■ What the task asks: Copy the entries exactly. Leave out any pictures.

(Referring expression data)
....

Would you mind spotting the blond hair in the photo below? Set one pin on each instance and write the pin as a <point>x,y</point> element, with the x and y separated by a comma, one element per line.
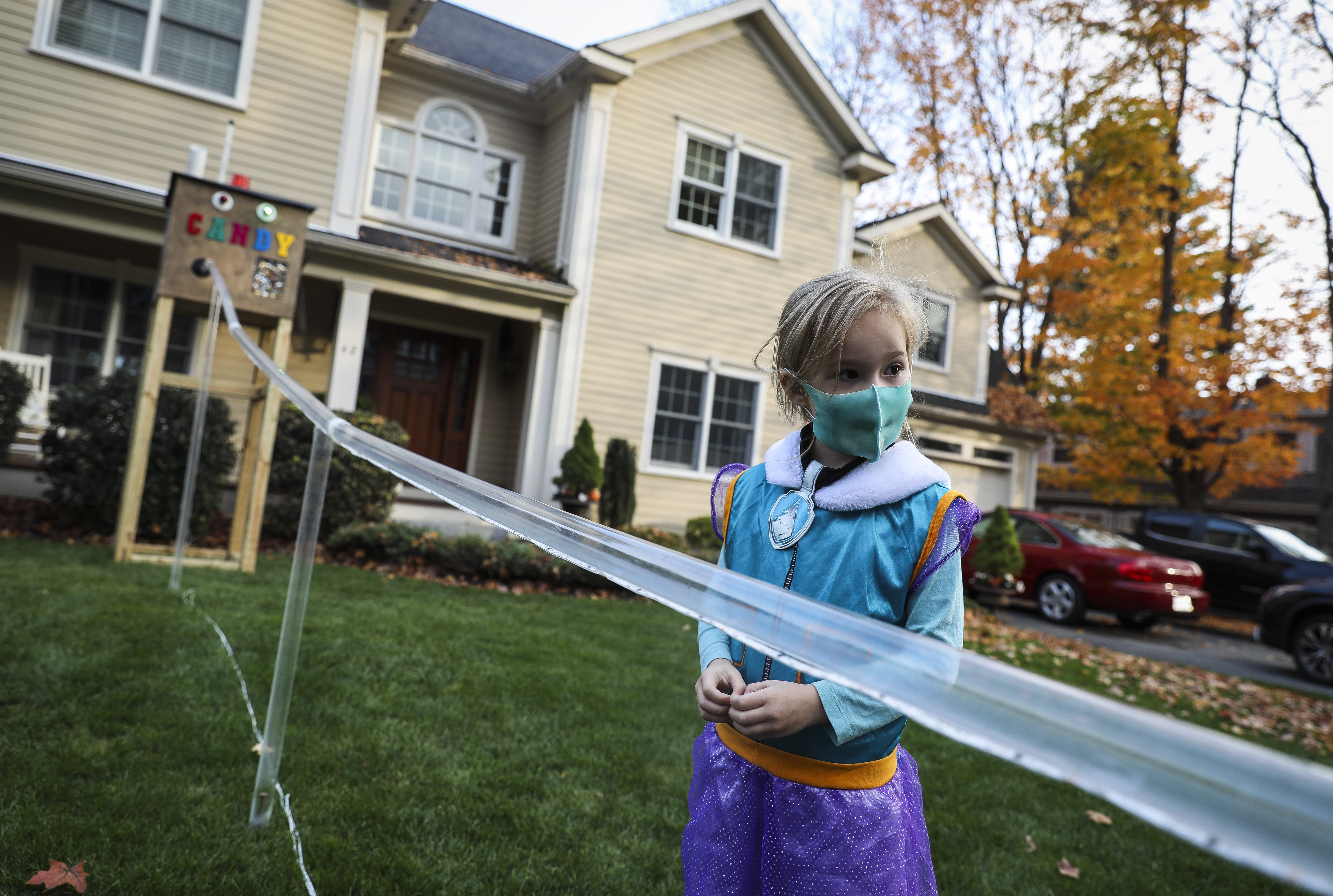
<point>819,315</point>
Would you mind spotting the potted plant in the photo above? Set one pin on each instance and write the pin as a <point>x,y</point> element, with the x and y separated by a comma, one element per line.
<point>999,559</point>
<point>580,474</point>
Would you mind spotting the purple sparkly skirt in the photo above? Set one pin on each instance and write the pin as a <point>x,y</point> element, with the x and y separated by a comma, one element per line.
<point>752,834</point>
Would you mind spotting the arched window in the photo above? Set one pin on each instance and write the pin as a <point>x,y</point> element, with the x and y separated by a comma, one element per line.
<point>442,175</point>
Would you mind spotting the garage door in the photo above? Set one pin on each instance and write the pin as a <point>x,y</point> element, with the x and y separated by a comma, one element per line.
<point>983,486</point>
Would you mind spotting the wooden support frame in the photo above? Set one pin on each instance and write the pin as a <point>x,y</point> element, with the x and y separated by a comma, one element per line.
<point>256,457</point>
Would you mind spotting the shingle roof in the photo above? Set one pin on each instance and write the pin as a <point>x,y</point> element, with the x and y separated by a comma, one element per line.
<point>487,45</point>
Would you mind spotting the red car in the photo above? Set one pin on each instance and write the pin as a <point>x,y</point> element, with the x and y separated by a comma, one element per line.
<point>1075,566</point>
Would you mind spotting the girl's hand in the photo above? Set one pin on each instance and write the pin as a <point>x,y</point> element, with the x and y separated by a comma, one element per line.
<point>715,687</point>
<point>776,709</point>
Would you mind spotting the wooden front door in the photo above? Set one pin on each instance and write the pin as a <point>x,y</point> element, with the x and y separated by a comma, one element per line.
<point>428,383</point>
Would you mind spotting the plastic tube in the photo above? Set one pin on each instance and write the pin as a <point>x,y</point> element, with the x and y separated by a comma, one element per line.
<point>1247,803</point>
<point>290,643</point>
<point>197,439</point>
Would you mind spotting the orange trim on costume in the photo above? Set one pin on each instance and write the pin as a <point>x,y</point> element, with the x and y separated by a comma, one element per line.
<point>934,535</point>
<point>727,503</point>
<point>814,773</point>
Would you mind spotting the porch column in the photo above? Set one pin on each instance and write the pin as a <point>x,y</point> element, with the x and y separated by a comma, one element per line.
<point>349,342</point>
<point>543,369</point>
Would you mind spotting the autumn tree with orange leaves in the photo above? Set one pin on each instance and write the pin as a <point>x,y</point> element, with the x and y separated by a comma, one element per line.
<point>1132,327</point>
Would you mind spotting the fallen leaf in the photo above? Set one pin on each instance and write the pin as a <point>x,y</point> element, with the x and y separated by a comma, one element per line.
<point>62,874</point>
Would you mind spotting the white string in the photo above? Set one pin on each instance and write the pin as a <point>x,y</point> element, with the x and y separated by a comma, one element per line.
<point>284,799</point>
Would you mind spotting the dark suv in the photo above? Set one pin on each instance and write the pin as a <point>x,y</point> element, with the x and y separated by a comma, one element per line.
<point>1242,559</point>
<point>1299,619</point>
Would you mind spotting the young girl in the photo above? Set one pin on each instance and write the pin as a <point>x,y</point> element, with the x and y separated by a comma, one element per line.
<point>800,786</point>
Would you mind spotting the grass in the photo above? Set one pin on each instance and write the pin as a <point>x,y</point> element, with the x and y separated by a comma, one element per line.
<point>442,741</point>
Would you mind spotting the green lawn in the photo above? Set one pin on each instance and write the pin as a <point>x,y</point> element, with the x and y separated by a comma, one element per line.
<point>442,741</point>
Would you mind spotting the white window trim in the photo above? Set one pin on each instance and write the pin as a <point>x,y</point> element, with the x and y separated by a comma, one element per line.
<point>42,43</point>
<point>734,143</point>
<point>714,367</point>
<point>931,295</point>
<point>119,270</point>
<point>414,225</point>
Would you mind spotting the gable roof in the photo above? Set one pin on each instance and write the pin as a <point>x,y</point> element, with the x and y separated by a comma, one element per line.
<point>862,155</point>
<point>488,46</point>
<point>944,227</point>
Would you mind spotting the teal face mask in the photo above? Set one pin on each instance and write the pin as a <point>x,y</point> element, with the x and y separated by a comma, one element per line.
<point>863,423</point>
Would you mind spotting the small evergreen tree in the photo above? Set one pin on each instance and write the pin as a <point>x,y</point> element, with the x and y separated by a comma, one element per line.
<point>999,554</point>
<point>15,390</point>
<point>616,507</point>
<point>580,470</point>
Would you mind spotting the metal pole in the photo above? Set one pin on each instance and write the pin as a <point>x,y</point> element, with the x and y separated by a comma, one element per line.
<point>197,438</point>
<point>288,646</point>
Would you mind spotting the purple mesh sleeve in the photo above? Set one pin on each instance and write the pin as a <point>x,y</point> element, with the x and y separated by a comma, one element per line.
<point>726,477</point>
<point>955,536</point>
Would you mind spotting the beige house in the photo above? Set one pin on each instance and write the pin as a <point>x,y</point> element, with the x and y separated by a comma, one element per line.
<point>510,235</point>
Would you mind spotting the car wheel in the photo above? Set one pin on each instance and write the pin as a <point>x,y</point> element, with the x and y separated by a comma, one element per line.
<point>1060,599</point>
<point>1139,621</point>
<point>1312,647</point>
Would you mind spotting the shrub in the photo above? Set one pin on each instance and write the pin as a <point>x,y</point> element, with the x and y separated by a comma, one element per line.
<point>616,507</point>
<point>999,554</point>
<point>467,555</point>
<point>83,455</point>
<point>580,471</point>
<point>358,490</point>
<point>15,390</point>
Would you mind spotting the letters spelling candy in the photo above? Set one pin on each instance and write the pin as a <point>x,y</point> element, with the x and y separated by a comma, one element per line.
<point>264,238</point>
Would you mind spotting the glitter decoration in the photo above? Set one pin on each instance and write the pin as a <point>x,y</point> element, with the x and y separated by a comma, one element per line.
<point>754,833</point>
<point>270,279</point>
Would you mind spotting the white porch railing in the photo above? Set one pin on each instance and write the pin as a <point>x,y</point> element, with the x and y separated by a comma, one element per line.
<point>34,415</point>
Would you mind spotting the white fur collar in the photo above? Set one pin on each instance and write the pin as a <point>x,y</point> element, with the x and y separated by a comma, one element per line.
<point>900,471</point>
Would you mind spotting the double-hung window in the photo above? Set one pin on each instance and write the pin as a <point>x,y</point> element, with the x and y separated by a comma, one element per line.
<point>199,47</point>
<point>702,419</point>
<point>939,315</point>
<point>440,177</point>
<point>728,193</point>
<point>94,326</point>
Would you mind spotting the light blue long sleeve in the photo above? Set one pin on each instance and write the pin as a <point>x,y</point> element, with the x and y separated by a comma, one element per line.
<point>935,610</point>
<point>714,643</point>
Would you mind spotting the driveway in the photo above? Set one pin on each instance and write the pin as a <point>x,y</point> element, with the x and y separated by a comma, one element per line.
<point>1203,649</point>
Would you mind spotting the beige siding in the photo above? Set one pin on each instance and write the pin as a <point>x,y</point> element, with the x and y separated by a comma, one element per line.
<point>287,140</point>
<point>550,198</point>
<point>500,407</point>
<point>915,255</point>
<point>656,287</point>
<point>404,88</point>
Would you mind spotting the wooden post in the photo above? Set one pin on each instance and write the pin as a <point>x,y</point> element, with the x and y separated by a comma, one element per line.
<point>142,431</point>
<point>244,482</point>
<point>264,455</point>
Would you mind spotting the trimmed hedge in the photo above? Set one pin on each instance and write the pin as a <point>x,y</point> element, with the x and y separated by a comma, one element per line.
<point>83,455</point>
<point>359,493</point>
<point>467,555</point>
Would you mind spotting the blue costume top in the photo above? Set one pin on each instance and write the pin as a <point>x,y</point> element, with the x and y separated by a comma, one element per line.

....

■ Solution:
Would you mind spotting the blond hair in the photo below? Set one pin on each instance and write the pin as a <point>x,y</point> element, with the x and y separated by a comma, one element per line.
<point>819,315</point>
Would you mind spotting the potted plant in the photo above? Set one pin on each instance and write the pin as a <point>x,y</point> element, with the x and y separated by a comma, one element per line.
<point>999,559</point>
<point>580,474</point>
Would you mind spotting the purple sparkly skirt in the photo above? Set one pin on each instance and write the pin as a <point>x,y</point> element, with the x and y separated by a comma, one element per line.
<point>752,834</point>
Would you mind spotting the arched window in the photo above? Set one pin on each instance and write the pin as a <point>x,y</point> element, with the x and y separated by a comma, one element per line.
<point>442,175</point>
Would you mind spotting the garage door in the photo above? Set one pin on each instance and write the pin as a <point>x,y</point> element, with the x and y separated by a comma, one element per line.
<point>983,486</point>
Would you mind spotting the wooden support frame in the photo above? Set one pin on each instance and write the pin as a <point>x,y</point> element, with the x and y separated by a comma, one element per line.
<point>256,457</point>
Would you mind spotting the shingle roof in the photo above? Set one pin on each instance and write the pin as a <point>x,y</point> element, with the x and y separated by a comma, one element per line.
<point>487,45</point>
Would you mind spotting the red car in the photo above? Set one pin on each instance and write the pin as a <point>x,y</point> element, with the x and y separated by a comma, one element per line.
<point>1075,566</point>
Would you mind spotting the girl's hand in the photo above? Set one pin on each instance and write the pin as a <point>x,y</point> element, with the x and y separated by a comma, one element per line.
<point>715,687</point>
<point>776,709</point>
Would you mind spotting the wooden front door in the photo above? Set one pin on each instance and write the pin as a <point>x,y</point> element, with the x and y separated by a comma, one element per line.
<point>428,383</point>
Would you mind spotting the plastic tube in the photo above? Set one pin on each instance and write the pin as a <point>x,y</point> element, with the x and y separated by a comma, one element per line.
<point>1247,803</point>
<point>290,643</point>
<point>197,439</point>
Would you mind spotting the orange trim on costume in the photo above? Set one pin on each instance and write the pin as a <point>x,y</point> element, with the x and y separated by a comma, one element per line.
<point>934,535</point>
<point>727,503</point>
<point>814,773</point>
Would you mind spotting the porch column in the photo above? Set one pin on each instance and write the pin as a <point>x,y</point> element, with the x and y separated by a comma, one element per line.
<point>349,342</point>
<point>543,369</point>
Would you mind spotting the autumn tree with orange leaves in the photo above? Set one pin on each instance and write the pin as a <point>x,y</point> element, with the x and y separated by a comma, one element per line.
<point>1132,327</point>
Would you mind spotting the fallen leaf in the photo above? Set one pin on each instance and write the pin as a <point>x,y</point> element, with the x and y separated by a comma, one element per line.
<point>62,874</point>
Would you mind spotting the white string in the photo above? Set one pin on each instance and write the pin as a <point>x,y</point> element, with the x and y separated by a comma, one element per line.
<point>284,799</point>
Would you mind spotting the dark suv in the photo above? Set one pin on each instance and write the pin as a <point>x,y</point> element, with the x and y separated by a comma, one element per line.
<point>1242,559</point>
<point>1299,619</point>
Would you mind spotting the young girl in the photo above? Set one pin on each instance and write the pin as a <point>x,y</point> element, with the x and y separated by a comma, one element per line.
<point>800,786</point>
Would you mind spotting the grass in the photo above? Set one pin on each instance and write the pin as a <point>x,y</point> element, with the x and y separated by a comma, one element per line.
<point>442,741</point>
Would you mind spotting the green lawn in the photo above? Set one pin on each instance and write the pin as a <point>x,y</point> element, with the x and y separated by a comma, one element per line.
<point>442,741</point>
Would you mind spotting the white window trim in the photo above? Set one pin on each instance and write the pin as a <point>x,y</point> element, with the x and y separated by a comma, one element per line.
<point>42,43</point>
<point>734,143</point>
<point>714,367</point>
<point>931,295</point>
<point>119,270</point>
<point>414,225</point>
Would you mind spotting the gable roof in the photo above? Set one pin on each instance and write the pin as a <point>x,y</point> element, with the x and y separated by a comma, one element per line.
<point>862,155</point>
<point>488,46</point>
<point>944,227</point>
Would you mind spotting the teal face mask in the photo above? Set one pin on each instance and write the pin as a <point>x,y</point> element, with the x and y separated by a comma, one element per line.
<point>863,423</point>
Would you mind spotting the small evergreen tree in the photo above? Set one pin on each instance and write the pin as a <point>x,y</point> element, with the x and y separated by a comma, one element per line.
<point>999,554</point>
<point>15,390</point>
<point>616,507</point>
<point>580,470</point>
Would you mind spotting the metal pole in the photo above? Set one pin on each instance and write the pin as a <point>x,y</point> element, with the x and y separated by a comma, one element per line.
<point>197,438</point>
<point>288,646</point>
Would you mind spotting the purple mesh sleeve in the photo above? Set one pin on each instance and write the pin as a <point>x,y</point> element, with the x and y separated by a comma, one element per line.
<point>726,477</point>
<point>955,536</point>
Would you mind spotting the beige house in the photo above? Set one pin on each instance and write the pin as a <point>x,y</point> element, with the x and y separated by a comma, one element per line.
<point>510,235</point>
Would you mind spotting the car wheel in the photo above? Set one pin on each instance and write the pin as a <point>x,y</point> element, with the x and y separated by a comma, one element per line.
<point>1060,599</point>
<point>1139,621</point>
<point>1312,647</point>
Would you mind spotting the shrub in the photo above? Set one pin on each instance and write the pin as a <point>x,y</point> element, with the x and y separated by a comma, one element per line.
<point>616,507</point>
<point>999,554</point>
<point>467,555</point>
<point>83,455</point>
<point>580,471</point>
<point>358,490</point>
<point>15,390</point>
Would you mind spotting the letters spelling candy in the photo above? Set one pin on each instance and write the pin as a <point>x,y</point> element, with the x and y separated by a comma, one element per line.
<point>264,238</point>
Would you mind spotting the glitter decoration in the photo above? Set one pin on each instance and write the pin as a <point>x,y</point> element, with the x and y separated by a comma, one element per line.
<point>754,833</point>
<point>270,279</point>
Would you mind spotting the white porch railing in the photo above? Set one pin on each instance and write the pin as a <point>x,y</point> element, with the x and y separated by a comma, one element per line.
<point>34,415</point>
Would you mind spotting the white fur collar in the photo above? Set one pin on each instance and write the pin as a <point>x,y</point> element, with the x and y separated by a comma, one element per line.
<point>900,471</point>
Would you mind spotting the double-hung window in the photo above? Set one pin on each instance and write the pin as a <point>x,y</point> element, with the x and y separated by a comma, one element per line.
<point>199,47</point>
<point>702,419</point>
<point>939,315</point>
<point>440,177</point>
<point>728,193</point>
<point>94,326</point>
Would you mind spotting the light blue long sleeve in the photo above? Set one pin on each instance and write the pin as a <point>x,y</point> element, with the x and y separated by a comma, one element per line.
<point>935,610</point>
<point>714,643</point>
Would you mind spotting the driveway in the photo above? Set one pin on each instance and write the pin as a <point>x,y</point> element, with the x and y separated by a comma, one element per line.
<point>1203,649</point>
Would you mind spotting the beige siding in the photo above? Set one pin on each instance and write the pin as a <point>x,y</point> element, with the x and y separated by a comma, one element per line.
<point>287,140</point>
<point>550,198</point>
<point>500,407</point>
<point>915,255</point>
<point>656,287</point>
<point>404,88</point>
Would you mind spotting the wooden post in the photo above? Set one pin on each instance and write the pin as a <point>x,y</point> element, with the x and y separated by a comma, one element per line.
<point>142,431</point>
<point>244,482</point>
<point>264,455</point>
Would you mind spotting the trimmed hedge in the photo above? Set one pin on each instance and write the pin as a <point>x,y</point> element, with the x and y separated by a comma, one element per line.
<point>83,455</point>
<point>359,493</point>
<point>467,555</point>
Would you mind spotting the blue costume top in the photo above? Set one pin on each instance and write the pin as a <point>x,y</point> element, with the x and y separated by a comma, one element per line.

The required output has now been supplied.